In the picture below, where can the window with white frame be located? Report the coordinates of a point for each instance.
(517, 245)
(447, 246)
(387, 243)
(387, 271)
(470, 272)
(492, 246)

══════

__What is needed__.
Each entry shown above is to be duplicated exactly.

__Solution__.
In the picture below, where can the window with white frame be located? Report the coordinates of a point for each instance.
(517, 245)
(447, 246)
(387, 243)
(387, 271)
(470, 272)
(492, 246)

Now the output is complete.